__READING TEXT__.
It’s not government. Government isn’t the best spokesperson to motivate preparedness, it’s the people you know and love, admire, trust, and are a part of their everyday life. And so, given that, do you know of any public efforts to motivate people who have already prepared to share with and tell their friends and relatives what they have done? That is the most productive way to do it, so why are we continuing to do it in other ways, rather than the most productive way? It’s an interesting question, isn’t it? The bottom line is that most public agencies’ public education efforts [are] really not about motivating the public, what [they’re] really about is having them look good. And to look like they’re doing their jobs. And so that’s Number Two: getting human beings to share what they’ve done. And so, you need to invent a repetitive message campaign.
Number 3: If you want to motivate the public to prepare, it needs to be repetitively messaged if you want to break through the malaise of everyday life when the average human being has 1000 problems to worry about. They’re probably going to be worried about getting clean clothes on their families’ back, putting a dinner down, and what dress to wear to dinner, before they ever get ready for something they don’t believe is ever going to happen to them. Now the way you get to people, the way you get into the human mind is repetitive messaging.
Let me ask you a question. How old were you when you could remember hearing your first ad for Coca- Cola? And when was the last time you heard an advertisement for Coca-Cola? And how many did you hear in between the years? Coca-Cola knows we need a repetitive message while agencies that are trying to encourage preparedness don’t. You’ve got to market it. If you want the public to prepare you can’t put on a big extravaganza event one day a year and expect that anybody is going to do anything. You’ve got to remind them to do it, daily. And so, you need to invent a repetitive message campaign.

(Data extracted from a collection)
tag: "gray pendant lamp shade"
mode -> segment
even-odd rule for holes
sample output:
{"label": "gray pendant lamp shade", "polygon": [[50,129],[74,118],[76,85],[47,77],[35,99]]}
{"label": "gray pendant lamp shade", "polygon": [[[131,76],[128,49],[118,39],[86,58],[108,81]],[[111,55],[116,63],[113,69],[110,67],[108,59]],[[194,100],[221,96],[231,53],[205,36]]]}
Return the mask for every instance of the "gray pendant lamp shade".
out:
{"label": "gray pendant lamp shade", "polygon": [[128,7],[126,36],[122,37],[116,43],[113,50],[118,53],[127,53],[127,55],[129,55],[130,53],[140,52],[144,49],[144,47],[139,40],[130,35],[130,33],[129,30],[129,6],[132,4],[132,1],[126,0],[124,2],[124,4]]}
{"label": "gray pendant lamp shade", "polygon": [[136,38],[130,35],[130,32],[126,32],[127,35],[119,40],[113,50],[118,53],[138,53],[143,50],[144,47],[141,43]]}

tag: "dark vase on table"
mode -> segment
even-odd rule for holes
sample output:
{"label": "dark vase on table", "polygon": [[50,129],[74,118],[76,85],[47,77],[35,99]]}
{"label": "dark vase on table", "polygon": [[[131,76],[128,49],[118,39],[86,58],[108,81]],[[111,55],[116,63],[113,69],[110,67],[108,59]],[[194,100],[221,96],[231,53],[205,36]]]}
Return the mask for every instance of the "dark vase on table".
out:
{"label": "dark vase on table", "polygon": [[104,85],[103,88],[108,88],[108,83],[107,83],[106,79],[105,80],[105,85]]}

__PROMPT__.
Answer these questions about the text on motivating preparedness:
(a) Who does it name as the best spokesperson to motivate preparedness?
(b) What does it say most public agencies' public education efforts are really about?
(c) Which company does it give as an example of using a repetitive message?

__RESULT__.
(a) The people you know and love, admire, trust, and are a part of their everyday life.
(b) Having the agencies look good and look like they're doing their jobs.
(c) Coca-Cola.